───── RECORDS TO PROCESS ─────

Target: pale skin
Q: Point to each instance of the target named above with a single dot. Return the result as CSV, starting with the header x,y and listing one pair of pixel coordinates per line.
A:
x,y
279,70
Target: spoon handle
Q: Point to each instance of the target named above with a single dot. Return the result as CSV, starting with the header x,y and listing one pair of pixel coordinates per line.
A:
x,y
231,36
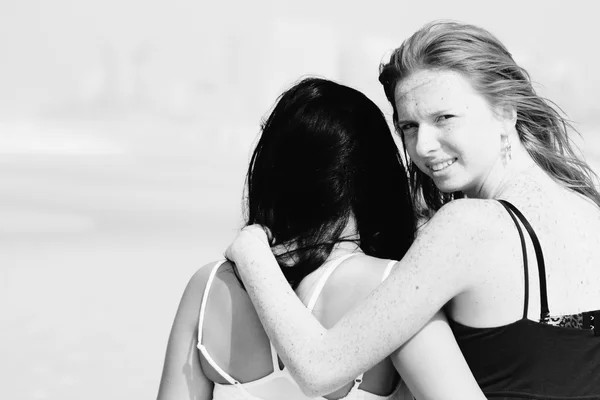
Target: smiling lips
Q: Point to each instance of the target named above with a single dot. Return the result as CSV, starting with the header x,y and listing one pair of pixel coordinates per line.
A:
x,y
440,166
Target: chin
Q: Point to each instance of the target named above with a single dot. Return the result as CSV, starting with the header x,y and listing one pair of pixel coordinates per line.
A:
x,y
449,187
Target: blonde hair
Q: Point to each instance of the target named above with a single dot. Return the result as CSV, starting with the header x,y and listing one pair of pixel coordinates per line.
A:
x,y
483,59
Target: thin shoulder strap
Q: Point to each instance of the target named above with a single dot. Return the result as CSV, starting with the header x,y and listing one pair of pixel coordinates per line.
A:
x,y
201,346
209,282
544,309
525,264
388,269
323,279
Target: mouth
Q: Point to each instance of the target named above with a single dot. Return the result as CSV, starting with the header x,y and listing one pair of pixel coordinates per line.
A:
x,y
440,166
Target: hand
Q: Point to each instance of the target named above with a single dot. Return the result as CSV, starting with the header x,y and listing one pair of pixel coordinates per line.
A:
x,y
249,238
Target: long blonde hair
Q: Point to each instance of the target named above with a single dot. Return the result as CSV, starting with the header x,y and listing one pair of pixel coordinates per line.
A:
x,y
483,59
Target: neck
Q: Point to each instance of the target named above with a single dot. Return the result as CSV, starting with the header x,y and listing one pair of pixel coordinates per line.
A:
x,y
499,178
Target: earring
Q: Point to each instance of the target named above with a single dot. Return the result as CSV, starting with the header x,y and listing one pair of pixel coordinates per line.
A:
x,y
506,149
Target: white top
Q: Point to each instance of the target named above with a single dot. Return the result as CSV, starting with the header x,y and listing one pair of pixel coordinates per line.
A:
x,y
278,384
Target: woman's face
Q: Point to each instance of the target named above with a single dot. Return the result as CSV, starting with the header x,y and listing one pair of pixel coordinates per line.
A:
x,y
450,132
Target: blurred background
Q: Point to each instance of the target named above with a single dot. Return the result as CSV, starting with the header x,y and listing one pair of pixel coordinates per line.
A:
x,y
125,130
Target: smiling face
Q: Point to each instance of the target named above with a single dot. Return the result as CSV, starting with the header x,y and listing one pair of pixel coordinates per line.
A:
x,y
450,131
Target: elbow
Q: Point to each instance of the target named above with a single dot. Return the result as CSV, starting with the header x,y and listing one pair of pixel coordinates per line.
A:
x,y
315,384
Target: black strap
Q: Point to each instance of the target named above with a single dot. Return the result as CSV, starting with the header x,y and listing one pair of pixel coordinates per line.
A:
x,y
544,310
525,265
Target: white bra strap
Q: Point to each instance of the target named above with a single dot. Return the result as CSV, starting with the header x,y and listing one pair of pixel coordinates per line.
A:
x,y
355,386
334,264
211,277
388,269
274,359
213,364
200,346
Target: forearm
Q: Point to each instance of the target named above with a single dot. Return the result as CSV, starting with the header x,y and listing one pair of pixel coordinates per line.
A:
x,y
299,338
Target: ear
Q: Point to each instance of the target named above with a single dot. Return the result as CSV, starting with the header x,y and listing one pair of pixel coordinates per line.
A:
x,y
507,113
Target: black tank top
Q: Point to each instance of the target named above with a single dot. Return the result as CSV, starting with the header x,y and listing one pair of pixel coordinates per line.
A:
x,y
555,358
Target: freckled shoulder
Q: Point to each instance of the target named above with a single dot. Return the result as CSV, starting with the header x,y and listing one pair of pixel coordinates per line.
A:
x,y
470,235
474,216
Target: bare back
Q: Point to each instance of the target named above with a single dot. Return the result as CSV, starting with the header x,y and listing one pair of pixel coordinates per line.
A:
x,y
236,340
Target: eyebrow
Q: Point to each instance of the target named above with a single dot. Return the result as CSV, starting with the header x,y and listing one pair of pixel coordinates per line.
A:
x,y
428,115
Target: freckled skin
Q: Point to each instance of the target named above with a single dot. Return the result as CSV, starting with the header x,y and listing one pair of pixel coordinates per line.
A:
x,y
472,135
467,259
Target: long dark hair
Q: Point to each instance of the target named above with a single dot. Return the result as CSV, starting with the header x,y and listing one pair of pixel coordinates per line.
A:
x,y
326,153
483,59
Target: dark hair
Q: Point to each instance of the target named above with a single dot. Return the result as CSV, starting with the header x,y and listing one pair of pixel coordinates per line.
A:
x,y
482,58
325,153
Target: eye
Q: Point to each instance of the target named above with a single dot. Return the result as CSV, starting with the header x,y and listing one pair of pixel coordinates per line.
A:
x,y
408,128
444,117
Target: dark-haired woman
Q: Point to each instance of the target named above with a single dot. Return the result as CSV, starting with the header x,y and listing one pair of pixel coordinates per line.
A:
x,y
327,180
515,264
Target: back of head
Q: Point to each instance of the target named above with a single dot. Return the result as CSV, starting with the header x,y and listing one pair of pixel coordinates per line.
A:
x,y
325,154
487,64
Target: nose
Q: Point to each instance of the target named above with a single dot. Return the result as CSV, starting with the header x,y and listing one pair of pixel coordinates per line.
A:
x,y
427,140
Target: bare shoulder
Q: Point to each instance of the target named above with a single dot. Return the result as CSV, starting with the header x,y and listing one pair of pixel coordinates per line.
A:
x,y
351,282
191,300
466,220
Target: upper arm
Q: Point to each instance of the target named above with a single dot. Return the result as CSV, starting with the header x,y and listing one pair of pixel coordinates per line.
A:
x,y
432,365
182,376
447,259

─────
───── RECORDS TO PROCESS ─────

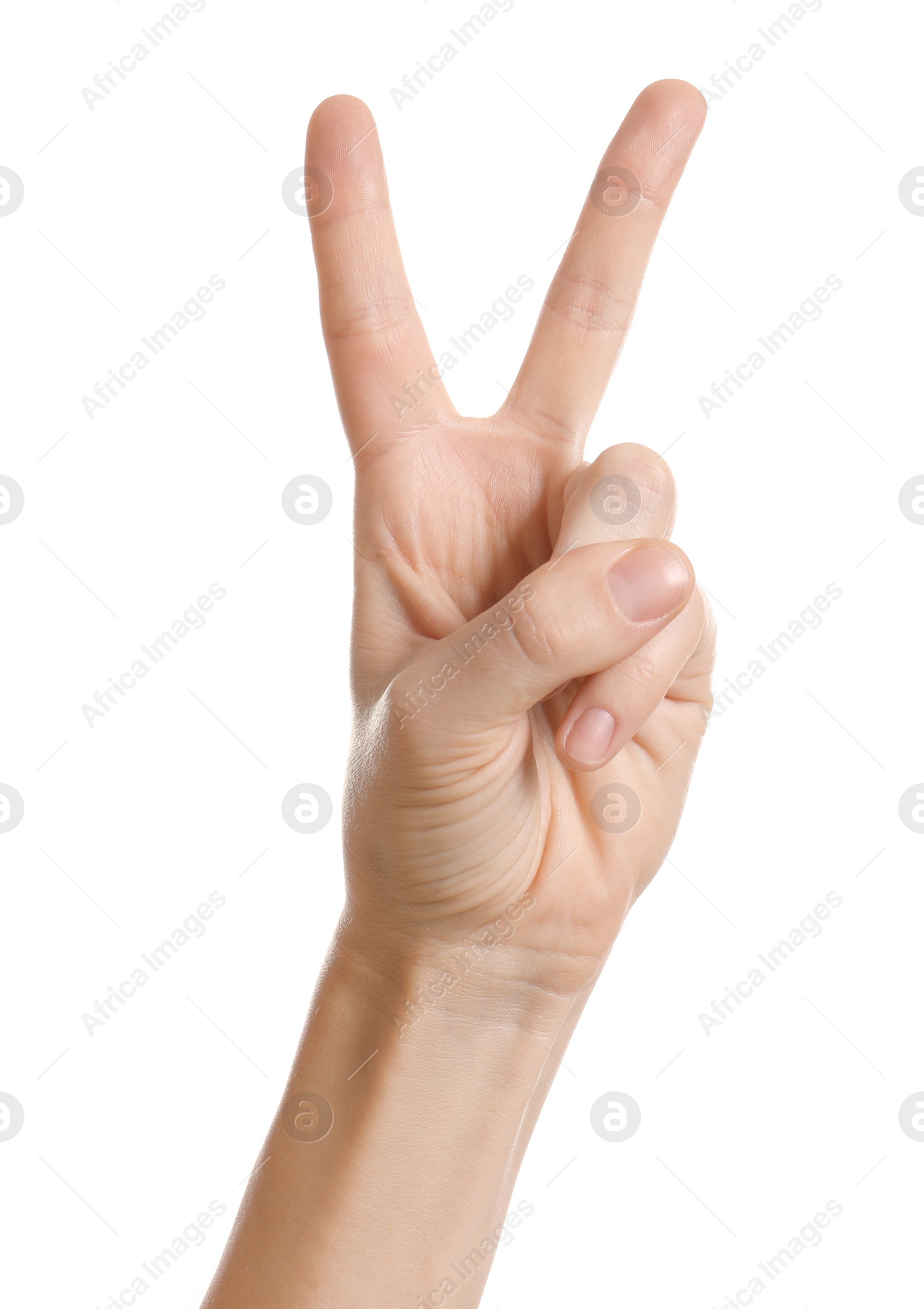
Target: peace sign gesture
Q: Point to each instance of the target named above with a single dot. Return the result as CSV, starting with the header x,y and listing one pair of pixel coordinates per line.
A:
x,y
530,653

─────

◆ **WORK INSTRUCTIONS**: Locate each line in the data above that contains the string "freckled" and copy it out. Case matters.

◆ **RIGHT ANSWER**:
Target: freckled shoulder
Target: freckled skin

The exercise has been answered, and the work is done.